(Supplied records)
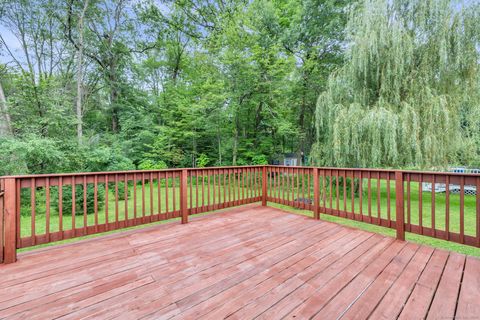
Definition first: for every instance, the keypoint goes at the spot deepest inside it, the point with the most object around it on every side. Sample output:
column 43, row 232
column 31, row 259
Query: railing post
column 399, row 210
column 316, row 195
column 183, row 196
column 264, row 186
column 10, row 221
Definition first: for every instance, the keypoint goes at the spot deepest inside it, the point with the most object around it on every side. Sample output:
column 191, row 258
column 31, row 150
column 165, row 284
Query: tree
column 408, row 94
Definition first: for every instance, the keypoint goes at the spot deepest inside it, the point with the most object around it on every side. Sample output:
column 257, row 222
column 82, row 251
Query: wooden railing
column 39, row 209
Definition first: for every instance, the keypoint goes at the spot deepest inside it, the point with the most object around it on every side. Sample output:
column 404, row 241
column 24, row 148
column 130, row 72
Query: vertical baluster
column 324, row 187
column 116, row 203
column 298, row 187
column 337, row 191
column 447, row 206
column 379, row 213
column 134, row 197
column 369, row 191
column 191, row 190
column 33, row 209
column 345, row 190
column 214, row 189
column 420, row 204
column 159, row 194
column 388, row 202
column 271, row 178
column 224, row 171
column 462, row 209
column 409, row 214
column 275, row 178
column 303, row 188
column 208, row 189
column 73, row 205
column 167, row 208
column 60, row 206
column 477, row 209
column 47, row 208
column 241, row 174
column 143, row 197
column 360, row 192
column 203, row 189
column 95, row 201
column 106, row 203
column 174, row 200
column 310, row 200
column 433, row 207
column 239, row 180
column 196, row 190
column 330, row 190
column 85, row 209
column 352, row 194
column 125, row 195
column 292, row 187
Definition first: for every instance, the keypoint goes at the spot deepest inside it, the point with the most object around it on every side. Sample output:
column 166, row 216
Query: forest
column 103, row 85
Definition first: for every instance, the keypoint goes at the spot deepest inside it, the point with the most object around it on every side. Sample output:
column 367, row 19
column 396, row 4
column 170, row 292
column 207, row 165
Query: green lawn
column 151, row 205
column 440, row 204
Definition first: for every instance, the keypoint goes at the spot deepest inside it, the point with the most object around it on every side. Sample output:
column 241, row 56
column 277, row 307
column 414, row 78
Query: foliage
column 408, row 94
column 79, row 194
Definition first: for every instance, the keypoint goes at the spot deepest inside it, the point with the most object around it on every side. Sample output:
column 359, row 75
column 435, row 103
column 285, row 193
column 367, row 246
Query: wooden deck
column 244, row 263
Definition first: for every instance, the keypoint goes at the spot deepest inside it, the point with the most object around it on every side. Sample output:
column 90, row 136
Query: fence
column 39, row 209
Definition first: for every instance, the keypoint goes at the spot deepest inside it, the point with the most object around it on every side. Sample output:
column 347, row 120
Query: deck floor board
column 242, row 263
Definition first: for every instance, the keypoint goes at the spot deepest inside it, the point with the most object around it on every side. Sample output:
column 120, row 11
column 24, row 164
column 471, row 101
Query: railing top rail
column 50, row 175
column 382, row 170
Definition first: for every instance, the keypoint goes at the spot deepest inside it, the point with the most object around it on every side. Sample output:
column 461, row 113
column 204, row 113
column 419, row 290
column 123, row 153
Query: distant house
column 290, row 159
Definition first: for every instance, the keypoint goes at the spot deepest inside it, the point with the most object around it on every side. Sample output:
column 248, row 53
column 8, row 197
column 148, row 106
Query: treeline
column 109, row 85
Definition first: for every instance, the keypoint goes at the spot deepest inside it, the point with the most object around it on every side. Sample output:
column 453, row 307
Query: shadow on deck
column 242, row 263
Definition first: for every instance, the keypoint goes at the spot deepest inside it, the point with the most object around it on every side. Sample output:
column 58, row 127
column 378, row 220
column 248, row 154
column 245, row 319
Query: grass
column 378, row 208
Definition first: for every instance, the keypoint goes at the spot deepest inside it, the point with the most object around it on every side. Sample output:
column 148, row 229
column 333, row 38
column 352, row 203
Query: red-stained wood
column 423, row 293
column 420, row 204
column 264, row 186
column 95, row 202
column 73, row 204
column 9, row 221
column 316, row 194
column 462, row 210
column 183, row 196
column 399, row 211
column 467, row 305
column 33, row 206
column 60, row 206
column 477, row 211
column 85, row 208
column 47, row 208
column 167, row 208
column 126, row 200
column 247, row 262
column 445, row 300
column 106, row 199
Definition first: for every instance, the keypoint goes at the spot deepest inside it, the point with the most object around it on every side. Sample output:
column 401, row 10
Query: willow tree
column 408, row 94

(Task description) The reply should contain all of the data above, word for word, with no pictures.

(Output for this task)
Definition first: for every instance, the keypoint goes at the spot deepest inside it, the point with the most object around it on every side. Sample output:
column 43, row 232
column 31, row 259
Query: railing post
column 399, row 210
column 316, row 195
column 183, row 196
column 264, row 186
column 10, row 221
Definition first: for every instance, the keypoint goes at the spot deepest inside it, the point with the most object around it on every side. Sample output:
column 191, row 258
column 31, row 150
column 165, row 284
Query: tree
column 408, row 94
Definition first: for every instance, the keypoint goes at the spot deepest inside it, the point with the most object around it on every side. Sample output:
column 257, row 222
column 82, row 251
Query: wooden railing
column 39, row 209
Definition first: for every instance, the keypoint goes at the spot deepest inside it, the point with the most object around it on every side. Sample output:
column 404, row 241
column 24, row 148
column 130, row 72
Query: vertical baluster
column 324, row 187
column 116, row 203
column 298, row 187
column 337, row 191
column 447, row 206
column 379, row 213
column 134, row 197
column 369, row 191
column 191, row 190
column 33, row 209
column 345, row 190
column 214, row 189
column 420, row 204
column 159, row 194
column 388, row 202
column 271, row 178
column 224, row 171
column 462, row 209
column 409, row 214
column 275, row 178
column 303, row 188
column 208, row 189
column 73, row 205
column 167, row 208
column 60, row 206
column 477, row 209
column 47, row 208
column 241, row 174
column 143, row 197
column 360, row 192
column 203, row 189
column 95, row 201
column 106, row 203
column 174, row 200
column 310, row 200
column 433, row 207
column 239, row 180
column 196, row 190
column 330, row 190
column 85, row 209
column 352, row 194
column 125, row 195
column 292, row 187
Definition first: for every instance, the keypoint goes at the spot deepest inside it, the point with the most object around it on every side. Sample output:
column 166, row 216
Query: forest
column 103, row 85
Definition first: for every instance, the keypoint goes at the spot deepest inside it, the point with the most object around it on every side. Sample output:
column 367, row 19
column 396, row 4
column 170, row 292
column 207, row 165
Query: green lawn
column 151, row 205
column 440, row 204
Definition first: for every instance, the keypoint goes at the spot deepest inside it, the point with the most object around it on every side. Sample output:
column 241, row 56
column 277, row 307
column 414, row 78
Query: foliage
column 408, row 94
column 79, row 194
Definition first: for every instance, the keypoint goes at the spot deepest inside it, the point with the most object around it on every side. Sample output:
column 359, row 75
column 435, row 103
column 285, row 193
column 367, row 246
Query: wooden deck
column 244, row 263
Definition first: for every instance, the keypoint goes at the spot deepest inside it, the point with the most object around it on every side. Sample output:
column 90, row 136
Query: fence
column 39, row 209
Definition first: for every instance, the keypoint goes at the spot deepest inside it, the point with the most object around it on every side. Sample output:
column 347, row 120
Query: deck floor board
column 242, row 263
Definition first: for every instance, the keypoint goes at the spot deepest inside it, the point with the most object around it on every side. Sample output:
column 120, row 11
column 24, row 164
column 471, row 101
Query: railing top rail
column 50, row 175
column 382, row 170
Definition first: for every instance, the keypoint goes at the spot deepest inside it, the point with the most object around it on every side. Sample output:
column 461, row 113
column 204, row 113
column 419, row 290
column 123, row 153
Query: distant house
column 290, row 159
Definition first: for every instance, the keypoint goes at the spot deepest inside it, the point with the most object around it on every side. Sample output:
column 248, row 53
column 8, row 197
column 148, row 106
Query: treeline
column 109, row 85
Definition first: for every instance, the keypoint goes at the spot deepest inside it, the point with the most object around it on every side. Sample output:
column 453, row 307
Query: shadow on deck
column 242, row 263
Definition first: for every instance, the keypoint goes at the spot deepest inside it, the point with the most object around it on every side. Sample output:
column 58, row 127
column 378, row 220
column 248, row 154
column 245, row 319
Query: grass
column 378, row 208
Definition first: for every instance, the keypoint goes at the spot deepest inside it, the point with the most object around it on every side. Sample output:
column 148, row 229
column 333, row 38
column 352, row 203
Query: red-stained wood
column 423, row 293
column 420, row 204
column 264, row 186
column 95, row 202
column 73, row 204
column 9, row 221
column 316, row 194
column 462, row 210
column 183, row 196
column 399, row 211
column 467, row 305
column 33, row 206
column 60, row 206
column 477, row 211
column 85, row 208
column 47, row 208
column 167, row 208
column 126, row 200
column 247, row 262
column 445, row 300
column 106, row 199
Definition first: for every instance, the keypoint goes at the spot deepest inside it, the point with the most object around it on every side. Sample output:
column 401, row 10
Query: willow tree
column 408, row 94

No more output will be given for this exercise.